Brief. Can you reproduce every line of the listing below verbatim?

Materials provided.

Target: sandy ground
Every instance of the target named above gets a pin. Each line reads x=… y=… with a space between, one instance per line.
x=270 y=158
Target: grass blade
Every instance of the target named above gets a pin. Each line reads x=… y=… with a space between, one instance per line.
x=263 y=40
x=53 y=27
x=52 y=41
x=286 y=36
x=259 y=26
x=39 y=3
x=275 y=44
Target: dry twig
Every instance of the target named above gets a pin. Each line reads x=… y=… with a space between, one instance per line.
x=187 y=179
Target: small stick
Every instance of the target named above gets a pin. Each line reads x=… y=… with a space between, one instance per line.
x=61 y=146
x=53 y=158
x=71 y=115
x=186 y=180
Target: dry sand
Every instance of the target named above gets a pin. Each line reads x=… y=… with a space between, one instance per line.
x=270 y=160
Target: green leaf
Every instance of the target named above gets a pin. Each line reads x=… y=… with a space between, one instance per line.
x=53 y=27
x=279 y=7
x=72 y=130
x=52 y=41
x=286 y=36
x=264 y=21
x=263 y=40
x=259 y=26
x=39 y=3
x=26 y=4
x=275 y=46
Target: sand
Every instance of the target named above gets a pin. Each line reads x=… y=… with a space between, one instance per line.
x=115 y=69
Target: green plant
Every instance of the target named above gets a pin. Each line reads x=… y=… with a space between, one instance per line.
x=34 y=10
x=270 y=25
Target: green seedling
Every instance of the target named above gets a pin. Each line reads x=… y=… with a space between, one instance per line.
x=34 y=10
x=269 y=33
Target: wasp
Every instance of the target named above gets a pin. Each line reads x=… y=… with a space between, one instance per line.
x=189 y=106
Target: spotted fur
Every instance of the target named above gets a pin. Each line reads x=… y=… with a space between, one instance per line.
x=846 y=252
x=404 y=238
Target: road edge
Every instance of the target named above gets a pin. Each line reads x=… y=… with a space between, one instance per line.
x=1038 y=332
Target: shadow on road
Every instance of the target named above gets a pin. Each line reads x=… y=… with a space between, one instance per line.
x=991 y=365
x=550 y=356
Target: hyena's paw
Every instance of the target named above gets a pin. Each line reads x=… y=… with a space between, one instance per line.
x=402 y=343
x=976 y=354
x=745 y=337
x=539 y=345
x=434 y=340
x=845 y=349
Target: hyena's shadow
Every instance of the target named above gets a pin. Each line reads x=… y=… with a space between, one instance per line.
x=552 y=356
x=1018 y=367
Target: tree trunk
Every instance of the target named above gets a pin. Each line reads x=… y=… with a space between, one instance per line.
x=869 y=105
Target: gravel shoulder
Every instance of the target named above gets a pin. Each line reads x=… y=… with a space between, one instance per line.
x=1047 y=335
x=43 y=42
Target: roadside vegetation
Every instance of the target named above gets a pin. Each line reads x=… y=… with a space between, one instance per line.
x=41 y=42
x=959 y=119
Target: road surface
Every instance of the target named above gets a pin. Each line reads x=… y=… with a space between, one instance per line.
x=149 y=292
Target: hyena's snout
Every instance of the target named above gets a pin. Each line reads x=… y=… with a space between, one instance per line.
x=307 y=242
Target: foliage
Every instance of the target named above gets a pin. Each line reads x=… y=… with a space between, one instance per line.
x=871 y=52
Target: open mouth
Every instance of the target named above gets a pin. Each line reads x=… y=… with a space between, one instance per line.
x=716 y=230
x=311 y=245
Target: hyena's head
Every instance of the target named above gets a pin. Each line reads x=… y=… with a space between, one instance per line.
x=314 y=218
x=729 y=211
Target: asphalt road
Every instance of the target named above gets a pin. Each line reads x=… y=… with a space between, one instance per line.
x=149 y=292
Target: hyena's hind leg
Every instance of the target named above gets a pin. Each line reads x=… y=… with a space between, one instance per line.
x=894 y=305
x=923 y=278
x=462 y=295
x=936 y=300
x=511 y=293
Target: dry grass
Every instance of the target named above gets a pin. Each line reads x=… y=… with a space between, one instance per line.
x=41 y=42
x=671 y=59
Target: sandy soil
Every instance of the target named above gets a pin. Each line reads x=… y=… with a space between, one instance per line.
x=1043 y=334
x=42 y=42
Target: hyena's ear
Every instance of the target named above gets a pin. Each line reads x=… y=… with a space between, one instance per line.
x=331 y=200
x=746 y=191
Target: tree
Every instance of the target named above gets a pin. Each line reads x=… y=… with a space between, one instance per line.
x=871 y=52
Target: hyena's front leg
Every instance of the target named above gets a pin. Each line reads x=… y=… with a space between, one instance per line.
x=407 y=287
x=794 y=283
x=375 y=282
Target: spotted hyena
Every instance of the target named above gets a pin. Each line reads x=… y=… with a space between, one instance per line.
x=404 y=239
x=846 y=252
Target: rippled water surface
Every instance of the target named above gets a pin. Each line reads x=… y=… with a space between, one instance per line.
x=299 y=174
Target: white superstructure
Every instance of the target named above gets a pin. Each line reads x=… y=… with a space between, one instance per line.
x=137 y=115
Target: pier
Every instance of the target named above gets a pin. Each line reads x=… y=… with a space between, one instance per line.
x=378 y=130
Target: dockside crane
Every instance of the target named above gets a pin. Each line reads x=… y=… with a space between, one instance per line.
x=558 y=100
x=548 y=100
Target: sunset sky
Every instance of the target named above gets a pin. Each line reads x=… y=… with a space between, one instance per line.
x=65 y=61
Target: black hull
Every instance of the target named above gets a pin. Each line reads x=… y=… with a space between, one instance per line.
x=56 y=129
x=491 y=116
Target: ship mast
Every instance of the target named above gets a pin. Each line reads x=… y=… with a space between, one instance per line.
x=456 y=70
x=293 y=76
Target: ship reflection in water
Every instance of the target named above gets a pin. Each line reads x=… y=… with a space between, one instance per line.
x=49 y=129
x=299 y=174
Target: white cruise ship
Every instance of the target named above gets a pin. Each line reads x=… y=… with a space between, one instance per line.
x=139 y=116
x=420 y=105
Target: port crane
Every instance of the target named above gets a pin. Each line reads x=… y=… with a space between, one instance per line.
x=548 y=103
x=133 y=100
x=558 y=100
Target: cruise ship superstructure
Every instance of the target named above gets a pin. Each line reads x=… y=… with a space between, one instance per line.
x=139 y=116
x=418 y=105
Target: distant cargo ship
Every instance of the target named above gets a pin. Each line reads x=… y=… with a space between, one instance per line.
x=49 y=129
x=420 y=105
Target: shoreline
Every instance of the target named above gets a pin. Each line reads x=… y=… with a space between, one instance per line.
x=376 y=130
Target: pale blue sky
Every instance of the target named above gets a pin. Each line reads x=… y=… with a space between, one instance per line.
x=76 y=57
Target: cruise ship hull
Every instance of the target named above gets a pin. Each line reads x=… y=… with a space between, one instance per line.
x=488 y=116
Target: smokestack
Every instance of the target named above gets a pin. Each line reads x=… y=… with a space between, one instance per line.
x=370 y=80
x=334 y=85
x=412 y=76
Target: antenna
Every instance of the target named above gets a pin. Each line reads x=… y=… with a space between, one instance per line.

Written solution.
Target: sandy ground
Every instance of the target named above gets a pin. Each line reads x=… y=… with a space between, one instance per line.
x=270 y=158
Target: grass blade
Every instance of the target named above gets a pin. Each line reads x=… y=… with a space between, one instance per line.
x=263 y=40
x=53 y=27
x=52 y=41
x=286 y=36
x=259 y=26
x=39 y=3
x=275 y=44
Target: dry twig
Every instance of the target named above gets a pin. Each line reads x=… y=… with a space between, one instance per line.
x=187 y=179
Target: small stick
Every instance of the target named above gets a pin. Each line reads x=… y=… with a space between, one instance per line.
x=61 y=146
x=53 y=158
x=71 y=115
x=186 y=180
Target: dry sand
Every instance of the target named above gets a pin. Each line reads x=… y=… with a space between, one instance per line.
x=270 y=160
Target: green leaf
Every instance of the target named above gets a pin. Each line reads x=… y=… with a space between, one instance per line.
x=53 y=27
x=279 y=7
x=72 y=130
x=52 y=41
x=286 y=36
x=264 y=21
x=263 y=40
x=259 y=26
x=39 y=3
x=26 y=4
x=275 y=46
Target: sand
Every instance of the target named above gets a pin. Each line reads x=… y=… with a space between, one instance per line.
x=115 y=69
Target: green plant
Every instance of the target named above gets a pin. Each line reads x=… y=… with a space between, one instance per line.
x=34 y=10
x=270 y=25
Target: green seedling
Every instance of the target named above gets a pin. Each line reads x=… y=… with a space between, one instance per line.
x=34 y=10
x=269 y=33
Target: wasp
Every instance of the target named above gets a pin. Each line reads x=… y=… with a space between, one instance per line.
x=189 y=106
Target: spotted fur
Every instance of the target named above gets a pin. Each line reads x=… y=… with a space between, one instance per line.
x=846 y=252
x=404 y=238
Target: road edge
Every instance of the target named above gets a pin. Each line reads x=… y=… with a space between, one instance per line.
x=1038 y=332
Target: shadow on road
Every instance of the target named above gets a pin. Each line reads x=… y=… with a space between, one instance per line.
x=991 y=365
x=550 y=356
Target: hyena's paw
Every instance of the target named above gets a pin. Each line reads x=… y=… with a space between, one instance per line.
x=402 y=343
x=976 y=354
x=745 y=337
x=539 y=345
x=434 y=340
x=845 y=349
Target: hyena's shadow
Every instance of the target named above gets a pin. Each line reads x=… y=… with a space between, one instance per line.
x=552 y=356
x=1018 y=367
Target: tree trunk
Every instance of the target named above gets a pin. Each line reads x=… y=… with a space between, one instance per line.
x=869 y=105
Target: gravel shoulder
Every instance of the target named above gets a pin. Each line reads x=… y=… with a space between, one instance per line.
x=1047 y=335
x=43 y=42
Target: roadside vegetation
Every instance of the target named above gets a pin. Each line reads x=… y=… with a space between, one instance per line.
x=41 y=42
x=959 y=119
Target: road surface
Every instance of the target named above gets a pin. Each line reads x=… y=… with a space between, one instance per line.
x=149 y=292
Target: hyena's snout
Every instance of the target named above gets a pin. Each line reads x=… y=… with a space between, one instance per line.
x=307 y=242
Target: foliage
Every instance of the target named above gets a pin. Each line reads x=… y=… with a space between, one instance per line.
x=871 y=52
Target: open mouth
Every instance of the target named above gets a pin. Each line reads x=… y=… with a space between, one instance per line.
x=716 y=230
x=311 y=245
Target: hyena's head
Every instance of the target named above gets a pin. Each line reads x=… y=… with a space between, one instance per line.
x=314 y=218
x=729 y=211
Target: asphalt road
Every instance of the target named above gets a pin. Each line reads x=… y=… with a space between, one instance per line.
x=149 y=292
Target: hyena's hind leg
Every instance of the target named above gets a pin. Each line reads x=… y=… with a space between, one instance per line.
x=894 y=305
x=923 y=278
x=462 y=295
x=936 y=300
x=511 y=293
Target: dry grass
Every instance of the target named above gets a pin. Each line reads x=… y=… with a space between, one instance per line.
x=41 y=42
x=671 y=59
Target: sandy soil
Every instance of the target named above gets a pin. Each line reads x=… y=… with a space between, one instance per line.
x=1043 y=334
x=42 y=42
Target: hyena's ear
Every instance of the target named above gets a pin. Each line reads x=… y=… with a space between, one instance per line.
x=331 y=200
x=746 y=191
Target: tree
Every instance of the target named above gets a pin. Each line reads x=… y=… with a space between, one instance per line.
x=871 y=52
Target: hyena's front leg
Every instance of the target named above gets a pin. Each line reads x=… y=… with a space between, one instance per line.
x=407 y=287
x=794 y=283
x=375 y=282
Target: spotted hyena
Every instance of the target named above gets a pin. Each line reads x=… y=… with a space between, one instance per line.
x=404 y=239
x=846 y=252
Target: rippled water surface
Every instance of the target named above gets a pin. Each line reads x=… y=… with a space between, one instance per line.
x=299 y=174
Target: white superstructure
Every instance of the target named above gets a pin. Each line reads x=… y=… with a space between, one instance per line.
x=137 y=115
Target: pier
Every instance of the target named above gets a pin. Each line reads x=… y=… with a space between, one instance per line.
x=378 y=130
Target: dockside crane
Every instance of the target named above gets a pin. Each line reads x=… y=… with a space between, one instance per line.
x=558 y=100
x=548 y=100
Target: sunset sky
Every instance of the target named above gets a pin. Each line reads x=… y=… with a space between, one instance per line.
x=65 y=61
Target: black hull
Every instance of the target named above gets a pin. Each line reads x=… y=… with a space between, one instance per line.
x=56 y=129
x=491 y=116
Target: ship mast
Every instance of the target named above gets a pin. Each line reads x=… y=… with a space between, one instance per line.
x=456 y=70
x=293 y=76
Target: ship reflection in water
Every instance of the target named above gets a pin. Each line reads x=… y=… with a space between, one instance per line.
x=49 y=129
x=299 y=174
Target: white cruise ship
Every instance of the target named above gets a pin. Each line reads x=… y=… with a space between, one instance per line.
x=139 y=116
x=420 y=105
Target: port crane
Every instance of the target named above gets a pin. Each line reads x=… y=… with a space between, one instance per line.
x=548 y=103
x=133 y=100
x=558 y=100
Target: cruise ship superstructure
Every instance of the target named above gets a pin. Each line reads x=… y=… with a space between, one instance per line.
x=139 y=116
x=418 y=105
Target: distant cargo ship
Every instance of the target named above gets a pin. Each line reads x=… y=… with a space between, one instance per line.
x=49 y=129
x=420 y=105
Target: shoreline
Every instance of the target named above gets a pin. Each line reads x=… y=… with a space between, one instance per line.
x=376 y=130
Target: pale blue sky
Every instance of the target named above gets a pin. Each line reads x=… y=… with a space between, one instance per line.
x=76 y=57
Target: cruise ship hull
Every instance of the target named above gets a pin. Each line reads x=… y=… with a space between, one instance per line.
x=488 y=116
Target: smokestack
Every instance of the target named above gets a pin. Each line reads x=… y=… with a space between, one instance per line.
x=370 y=80
x=334 y=85
x=412 y=76
Target: antenna
Every instance of the target named above gets a pin. Each line reads x=… y=… with a space between, one instance per line.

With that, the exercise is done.